**Task to carry out**
Nothing but the line with "woman's eye shown" and the lines after it, through the end of the records below, is to be repeated, exactly as it is.

**Material supplied**
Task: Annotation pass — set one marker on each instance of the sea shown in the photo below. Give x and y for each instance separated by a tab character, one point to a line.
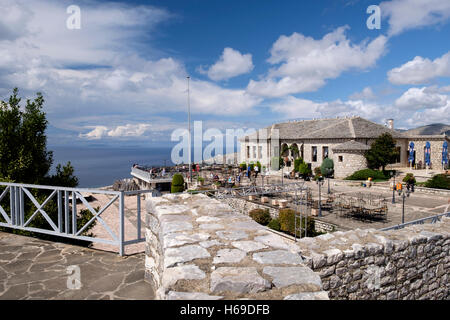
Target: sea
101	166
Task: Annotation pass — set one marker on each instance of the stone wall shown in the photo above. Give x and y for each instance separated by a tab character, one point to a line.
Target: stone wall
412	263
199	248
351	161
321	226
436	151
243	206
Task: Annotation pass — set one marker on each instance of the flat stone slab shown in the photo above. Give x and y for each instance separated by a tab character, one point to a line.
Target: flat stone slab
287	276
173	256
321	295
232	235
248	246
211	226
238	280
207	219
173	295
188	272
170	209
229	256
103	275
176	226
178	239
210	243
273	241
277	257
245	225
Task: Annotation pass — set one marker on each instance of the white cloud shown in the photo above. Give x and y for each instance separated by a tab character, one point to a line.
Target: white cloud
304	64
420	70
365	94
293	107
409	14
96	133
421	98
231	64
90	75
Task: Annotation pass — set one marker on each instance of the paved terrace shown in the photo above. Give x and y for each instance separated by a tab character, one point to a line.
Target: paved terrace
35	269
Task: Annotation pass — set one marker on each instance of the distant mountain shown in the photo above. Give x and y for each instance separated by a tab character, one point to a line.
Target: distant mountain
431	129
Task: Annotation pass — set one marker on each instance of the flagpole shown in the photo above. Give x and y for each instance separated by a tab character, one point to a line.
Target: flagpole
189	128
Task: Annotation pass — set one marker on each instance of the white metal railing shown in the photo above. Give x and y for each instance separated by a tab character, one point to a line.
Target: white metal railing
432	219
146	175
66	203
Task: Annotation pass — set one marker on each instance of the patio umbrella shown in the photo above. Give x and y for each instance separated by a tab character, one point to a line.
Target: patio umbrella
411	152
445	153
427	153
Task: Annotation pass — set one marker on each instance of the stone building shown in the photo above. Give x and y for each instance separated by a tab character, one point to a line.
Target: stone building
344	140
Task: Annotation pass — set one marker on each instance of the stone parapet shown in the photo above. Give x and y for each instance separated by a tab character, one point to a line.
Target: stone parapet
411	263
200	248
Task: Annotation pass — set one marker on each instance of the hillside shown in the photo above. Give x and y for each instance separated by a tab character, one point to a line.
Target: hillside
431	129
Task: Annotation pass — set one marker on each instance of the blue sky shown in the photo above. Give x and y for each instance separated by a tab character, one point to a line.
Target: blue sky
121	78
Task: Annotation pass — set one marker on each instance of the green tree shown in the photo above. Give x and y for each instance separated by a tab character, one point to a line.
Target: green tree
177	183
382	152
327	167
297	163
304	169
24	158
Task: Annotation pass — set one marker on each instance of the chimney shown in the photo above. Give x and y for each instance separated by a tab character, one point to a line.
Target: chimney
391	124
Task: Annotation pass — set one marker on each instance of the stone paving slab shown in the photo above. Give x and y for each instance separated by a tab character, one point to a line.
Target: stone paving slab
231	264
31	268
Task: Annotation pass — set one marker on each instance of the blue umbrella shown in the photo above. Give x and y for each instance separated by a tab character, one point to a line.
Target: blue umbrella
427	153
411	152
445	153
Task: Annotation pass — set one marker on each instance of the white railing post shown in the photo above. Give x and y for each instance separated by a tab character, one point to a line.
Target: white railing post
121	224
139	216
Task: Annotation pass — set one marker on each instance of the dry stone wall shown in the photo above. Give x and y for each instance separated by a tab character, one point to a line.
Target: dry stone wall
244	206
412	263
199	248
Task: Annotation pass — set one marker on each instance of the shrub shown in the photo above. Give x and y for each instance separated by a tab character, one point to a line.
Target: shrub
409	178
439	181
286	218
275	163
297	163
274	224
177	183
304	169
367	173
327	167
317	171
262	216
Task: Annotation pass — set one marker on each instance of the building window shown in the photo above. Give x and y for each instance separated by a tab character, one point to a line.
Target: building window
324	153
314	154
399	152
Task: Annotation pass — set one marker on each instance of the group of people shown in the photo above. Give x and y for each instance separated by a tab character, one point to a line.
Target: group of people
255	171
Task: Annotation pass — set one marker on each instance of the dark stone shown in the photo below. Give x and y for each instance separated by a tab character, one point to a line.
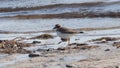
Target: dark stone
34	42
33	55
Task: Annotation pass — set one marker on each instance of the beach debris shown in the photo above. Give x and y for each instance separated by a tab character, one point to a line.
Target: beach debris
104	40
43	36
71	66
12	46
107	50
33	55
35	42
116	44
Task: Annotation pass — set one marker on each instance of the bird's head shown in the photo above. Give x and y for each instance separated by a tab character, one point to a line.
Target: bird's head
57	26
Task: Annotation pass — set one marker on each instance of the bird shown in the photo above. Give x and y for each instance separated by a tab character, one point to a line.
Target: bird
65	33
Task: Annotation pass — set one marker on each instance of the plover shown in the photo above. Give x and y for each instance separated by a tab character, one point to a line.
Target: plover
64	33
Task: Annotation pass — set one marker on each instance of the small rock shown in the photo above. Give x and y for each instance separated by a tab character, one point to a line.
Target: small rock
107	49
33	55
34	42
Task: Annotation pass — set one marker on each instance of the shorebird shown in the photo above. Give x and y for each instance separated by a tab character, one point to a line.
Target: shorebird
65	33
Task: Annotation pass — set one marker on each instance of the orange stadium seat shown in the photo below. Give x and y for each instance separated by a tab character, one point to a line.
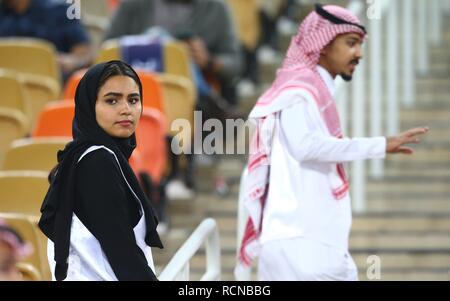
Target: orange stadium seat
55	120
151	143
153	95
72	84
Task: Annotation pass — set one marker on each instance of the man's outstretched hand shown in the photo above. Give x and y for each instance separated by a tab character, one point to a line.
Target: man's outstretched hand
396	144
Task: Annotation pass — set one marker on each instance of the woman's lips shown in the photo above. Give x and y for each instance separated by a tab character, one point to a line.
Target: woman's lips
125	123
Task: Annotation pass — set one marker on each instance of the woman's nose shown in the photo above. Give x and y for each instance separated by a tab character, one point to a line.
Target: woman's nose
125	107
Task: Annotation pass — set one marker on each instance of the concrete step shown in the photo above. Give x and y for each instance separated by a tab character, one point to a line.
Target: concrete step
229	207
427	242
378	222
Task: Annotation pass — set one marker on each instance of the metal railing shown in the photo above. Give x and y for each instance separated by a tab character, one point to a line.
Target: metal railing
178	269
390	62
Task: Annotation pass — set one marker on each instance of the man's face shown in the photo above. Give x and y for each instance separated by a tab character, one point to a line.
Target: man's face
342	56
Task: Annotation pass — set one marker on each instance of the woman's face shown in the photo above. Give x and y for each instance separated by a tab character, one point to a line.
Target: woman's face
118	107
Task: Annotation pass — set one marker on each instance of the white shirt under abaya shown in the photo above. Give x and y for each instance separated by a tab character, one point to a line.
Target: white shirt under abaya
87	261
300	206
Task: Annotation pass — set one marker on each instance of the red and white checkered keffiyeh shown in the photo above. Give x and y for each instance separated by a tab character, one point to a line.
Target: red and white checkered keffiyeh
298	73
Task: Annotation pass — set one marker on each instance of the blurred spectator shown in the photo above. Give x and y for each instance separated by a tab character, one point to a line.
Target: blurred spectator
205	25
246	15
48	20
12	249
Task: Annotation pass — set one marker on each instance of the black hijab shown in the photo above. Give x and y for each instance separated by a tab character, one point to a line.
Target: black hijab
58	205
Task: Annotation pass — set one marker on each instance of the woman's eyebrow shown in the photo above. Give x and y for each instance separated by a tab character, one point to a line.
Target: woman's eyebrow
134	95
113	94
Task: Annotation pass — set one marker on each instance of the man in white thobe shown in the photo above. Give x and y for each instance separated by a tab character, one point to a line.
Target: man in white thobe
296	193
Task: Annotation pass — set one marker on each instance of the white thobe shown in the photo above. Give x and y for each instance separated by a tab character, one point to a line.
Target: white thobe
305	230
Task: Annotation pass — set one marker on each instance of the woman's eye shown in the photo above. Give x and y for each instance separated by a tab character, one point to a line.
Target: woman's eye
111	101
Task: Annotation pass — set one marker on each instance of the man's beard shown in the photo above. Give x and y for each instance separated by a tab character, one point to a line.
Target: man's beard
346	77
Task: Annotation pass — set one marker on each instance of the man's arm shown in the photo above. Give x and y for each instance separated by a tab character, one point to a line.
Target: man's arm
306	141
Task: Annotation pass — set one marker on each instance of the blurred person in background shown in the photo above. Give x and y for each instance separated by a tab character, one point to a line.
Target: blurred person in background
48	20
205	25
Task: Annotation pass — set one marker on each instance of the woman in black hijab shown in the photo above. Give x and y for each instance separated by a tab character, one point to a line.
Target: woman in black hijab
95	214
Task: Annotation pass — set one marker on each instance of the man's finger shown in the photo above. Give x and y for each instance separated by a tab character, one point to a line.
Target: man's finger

**Completed task**
Task: Annotation pass — set one marker on each instance of the woman's eye shown in the photo above. Give x and y for each instance separated by a tab character, one point to a line.
Target: woman's eye
111	101
Task: Annotation pass — set one marker on each instance of the man's beard shown in the photo above. Give x and y for each instance separated by a tab character, one point to a line.
Target: man's beard
346	77
Task: Annotation pass — set one marker on each instance of the man's arm shown in the photo above. Give x and y for each instance separated by a tab character, one point to a line.
Target: man's arm
306	141
Task: Annotation pass — set one marker on each instance of the blurred person in background shown in the photo above. Give x and y for each instance separated by a tab character, one point to a line.
Target: blurred person in background
48	20
205	25
Task: Annotation pass — set one marker on each instance of the woman in black hijab shown in the photo above. Give x and y for each instance separated by a tab character, one point to a line.
Target: woman in black hijab
95	214
Task: Annotation pass — set one marker on each instance of the man's finger shown in the photo above. Give x and y for each instance separated by a tab character, one point to a line.
Target: man's finger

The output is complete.